Rewrite the listing below as a Markdown table with two columns, Row and Line. Give each line its own numbered row, and leave out any blank lines.

--- Start Provided records ---

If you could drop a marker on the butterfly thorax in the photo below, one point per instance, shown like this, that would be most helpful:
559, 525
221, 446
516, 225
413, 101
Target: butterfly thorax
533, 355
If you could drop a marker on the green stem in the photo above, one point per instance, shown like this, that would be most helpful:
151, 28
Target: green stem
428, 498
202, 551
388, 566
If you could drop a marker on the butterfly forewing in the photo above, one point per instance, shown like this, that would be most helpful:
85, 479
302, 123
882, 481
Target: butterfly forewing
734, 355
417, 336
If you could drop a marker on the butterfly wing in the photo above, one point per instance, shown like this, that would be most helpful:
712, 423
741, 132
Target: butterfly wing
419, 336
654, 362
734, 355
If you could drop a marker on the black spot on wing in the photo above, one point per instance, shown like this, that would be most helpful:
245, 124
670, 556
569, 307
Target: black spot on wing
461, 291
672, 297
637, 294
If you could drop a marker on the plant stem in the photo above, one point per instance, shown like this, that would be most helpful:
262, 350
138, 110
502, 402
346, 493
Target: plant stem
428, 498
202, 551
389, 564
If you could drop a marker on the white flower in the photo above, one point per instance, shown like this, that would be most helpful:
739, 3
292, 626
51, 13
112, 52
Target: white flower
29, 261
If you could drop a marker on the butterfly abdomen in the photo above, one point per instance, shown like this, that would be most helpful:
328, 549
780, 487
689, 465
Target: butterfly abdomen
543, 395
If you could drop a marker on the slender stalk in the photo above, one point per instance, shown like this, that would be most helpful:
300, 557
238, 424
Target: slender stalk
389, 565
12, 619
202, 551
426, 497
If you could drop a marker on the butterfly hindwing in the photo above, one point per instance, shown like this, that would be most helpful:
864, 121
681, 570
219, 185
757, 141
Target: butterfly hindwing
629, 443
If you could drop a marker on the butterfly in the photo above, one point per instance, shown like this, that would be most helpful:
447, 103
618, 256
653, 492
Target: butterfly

--- End Provided records ---

## Result of the task
| Row | Line |
|---|---|
| 1 | If you could drop a marker on the butterfly thorax in the photo below, one point per instance, shown like this, that would be most helpful: |
| 2 | 559, 525 |
| 3 | 221, 446 |
| 4 | 516, 225 |
| 5 | 413, 101 |
| 6 | Target: butterfly thorax |
| 7 | 533, 355 |
| 8 | If you could drop a marker on the green stem in the photo above, one point per instance, shown like this, that would be most helpful: |
| 9 | 151, 28 |
| 10 | Target: green stem |
| 11 | 428, 498 |
| 12 | 202, 551 |
| 13 | 388, 566 |
| 14 | If you could drop a marker on the butterfly forewing in the photo above, one point per instance, shown like this, that would be most helpful: |
| 15 | 85, 479 |
| 16 | 302, 123 |
| 17 | 882, 481 |
| 18 | Target: butterfly forewing |
| 19 | 734, 355 |
| 20 | 417, 336 |
| 21 | If you could drop a marker on the butterfly wing in the photo above, one point per instance, shown like this, that would be most helpful: |
| 22 | 712, 423 |
| 23 | 741, 132 |
| 24 | Target: butterfly wing |
| 25 | 419, 336 |
| 26 | 654, 362 |
| 27 | 734, 355 |
| 28 | If you could drop a marker on the black spot on wing in the photo above, one point per instance, shown like this, that would be most helpful: |
| 29 | 245, 124 |
| 30 | 670, 556 |
| 31 | 569, 307 |
| 32 | Target: black spot on wing |
| 33 | 461, 291 |
| 34 | 672, 297 |
| 35 | 637, 294 |
| 36 | If you could drop a marker on the plant stem in the photo above, one point per instance, shown like this, that would be most helpful: |
| 37 | 262, 350 |
| 38 | 138, 110 |
| 39 | 502, 402 |
| 40 | 346, 493 |
| 41 | Target: plant stem |
| 42 | 428, 498 |
| 43 | 202, 551 |
| 44 | 389, 564 |
| 45 | If you could drop a marker on the white flower in the photo above, one point per instance, shown like this, that would be most helpful: |
| 46 | 739, 3 |
| 47 | 292, 626 |
| 48 | 51, 13 |
| 49 | 112, 52 |
| 50 | Target: white flower |
| 51 | 29, 261 |
| 52 | If you could drop a marker on the butterfly abdomen in the photo above, one point per instance, shown like this, that would be most helpful: |
| 53 | 328, 549 |
| 54 | 780, 487 |
| 55 | 689, 465 |
| 56 | Target: butterfly abdomen |
| 57 | 543, 395 |
| 58 | If you could drop a marker on the slender stalk in the photo above, one point per instance, shown like this, that would be most helpful: |
| 59 | 300, 557 |
| 60 | 238, 424 |
| 61 | Target: slender stalk |
| 62 | 389, 565 |
| 63 | 12, 619 |
| 64 | 202, 551 |
| 65 | 426, 497 |
| 66 | If you could drop a marker on the butterfly hindwing in the photo above, one point per instance, shown like this, that would be most helpful: |
| 67 | 864, 121 |
| 68 | 681, 570 |
| 69 | 219, 185 |
| 70 | 757, 141 |
| 71 | Target: butterfly hindwing |
| 72 | 629, 443 |
| 73 | If you could drop a marker on the butterfly in the photo above, one point per instance, shown like this, that would be most helpful: |
| 74 | 447, 103 |
| 75 | 618, 256 |
| 76 | 653, 492 |
| 77 | Target: butterfly |